● 节选文本
In [4]:
import numpy as np
import pandas as pd
from collections import Counter
from math import sqrt
from matplotlib import pyplot as plt

from sklearn.datasets import load_iris

iris = load_iris()

X = iris.data
y = iris.target
labels = iris.target_names

def euclidean_distance(x1, x2):
    return np.sqrt(np.sum((x1 - x2) ** 2))

In [5]:
def k_means(X,K,max_iters=100,tol=1e-4,random_state = None):
    np.random.seed(random_state)
    n_samples, n_features = X.shape

    # 随机选k个点作为初始中心点
    indices = np.random.choice(n_samples, K, replace=False)
    centroids = X[indices,:].copy()

    cluster_assignments = np.zeros(n_samples,dtype=np.int32)
    for _ in range(max_iters):
        for i in range(n_samples):
            distances = [euclidean_distance(X[i],c) for c in centroids]
            # 离第i个样本最近的中心点的索引
            cluster_assignments[i] = np.argmin(distances)

        new_centroids = np.zeros((K,n_features))

● 所示材料
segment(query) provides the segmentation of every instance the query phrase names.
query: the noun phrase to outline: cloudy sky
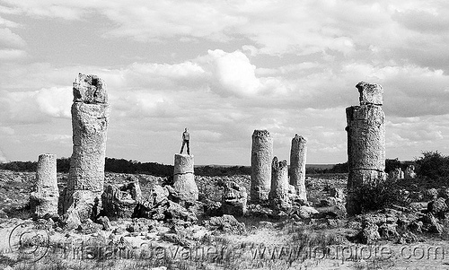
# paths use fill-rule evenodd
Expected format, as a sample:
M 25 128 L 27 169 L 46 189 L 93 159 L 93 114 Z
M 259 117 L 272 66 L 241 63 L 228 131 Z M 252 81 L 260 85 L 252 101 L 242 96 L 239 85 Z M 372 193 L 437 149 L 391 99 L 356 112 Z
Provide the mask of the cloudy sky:
M 132 4 L 130 4 L 132 3 Z M 72 153 L 72 83 L 112 106 L 107 156 L 172 164 L 188 126 L 197 164 L 251 161 L 269 129 L 289 159 L 347 161 L 355 85 L 384 89 L 387 158 L 449 154 L 447 1 L 0 0 L 0 161 Z

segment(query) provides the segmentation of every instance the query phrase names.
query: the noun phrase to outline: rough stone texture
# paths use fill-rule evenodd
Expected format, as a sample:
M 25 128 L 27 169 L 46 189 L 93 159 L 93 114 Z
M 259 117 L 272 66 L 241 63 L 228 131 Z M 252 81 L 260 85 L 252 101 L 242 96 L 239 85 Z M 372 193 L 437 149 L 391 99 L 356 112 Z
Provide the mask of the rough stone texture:
M 360 106 L 346 109 L 348 126 L 348 214 L 360 213 L 354 190 L 368 183 L 384 181 L 385 114 L 382 86 L 360 82 Z
M 251 200 L 266 201 L 271 187 L 273 140 L 268 130 L 254 130 L 251 146 Z
M 427 212 L 437 217 L 444 217 L 445 213 L 447 212 L 447 205 L 445 200 L 442 197 L 436 200 L 430 201 L 427 204 Z
M 35 185 L 35 191 L 30 196 L 31 211 L 38 217 L 47 213 L 57 215 L 59 191 L 56 154 L 44 153 L 39 156 Z
M 247 211 L 246 188 L 235 182 L 226 182 L 222 196 L 221 209 L 224 214 L 242 216 Z
M 138 179 L 131 176 L 128 183 L 115 187 L 106 186 L 101 196 L 104 213 L 108 217 L 130 218 L 133 216 L 136 206 L 142 201 L 142 192 Z
M 274 209 L 285 210 L 292 207 L 288 196 L 288 169 L 286 160 L 277 161 L 277 157 L 273 158 L 269 199 Z
M 385 169 L 385 115 L 375 105 L 346 109 L 349 170 Z
M 405 173 L 404 173 L 404 178 L 406 179 L 413 179 L 417 177 L 417 174 L 415 173 L 415 166 L 413 165 L 409 165 L 405 169 Z
M 174 155 L 173 187 L 181 201 L 197 201 L 198 189 L 193 171 L 193 155 Z
M 401 168 L 396 168 L 394 170 L 390 172 L 390 178 L 392 179 L 403 179 L 404 172 L 401 170 Z
M 290 150 L 290 185 L 296 187 L 299 198 L 306 201 L 305 191 L 305 160 L 307 154 L 307 140 L 295 135 L 292 139 Z
M 63 211 L 66 213 L 70 207 L 77 210 L 82 206 L 79 216 L 83 222 L 85 218 L 94 219 L 101 207 L 110 106 L 106 84 L 96 75 L 79 74 L 73 89 L 74 145 Z M 82 201 L 76 204 L 75 197 Z
M 356 85 L 360 93 L 360 105 L 383 105 L 383 88 L 381 85 L 360 82 Z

● 任务要求
从这段K均值聚类代码最后一行之后接着写下去。 这些材料在这里不起任何作用。

● 最终结果
        for k in range(K):
            points_in_cluster = X[cluster_assignments == k]
            if len(points_in_cluster) > 0:
                    new_centroids[k] = np.mean(points_in_cluster,axis=0)
            else:
                new_centroids[k] = X[np.random.choice(n_samples)]

        shift = np.sum(np.sqrt(np.sum((new_centroids - centroids) ** 2,axis=1)))
        if shift < tol:
            break
    return cluster_assignments,centroids


In [7]:
def main():
    k=3
    assignments,centroids = k_means(X,k,random_state=42)
    print(f"K-means cluster assignments: {Counter(assignments)}")

if __name__ == "__main__":
    main()

K-means cluster assignments: Counter({0: 84, 1: 50, 2: 16})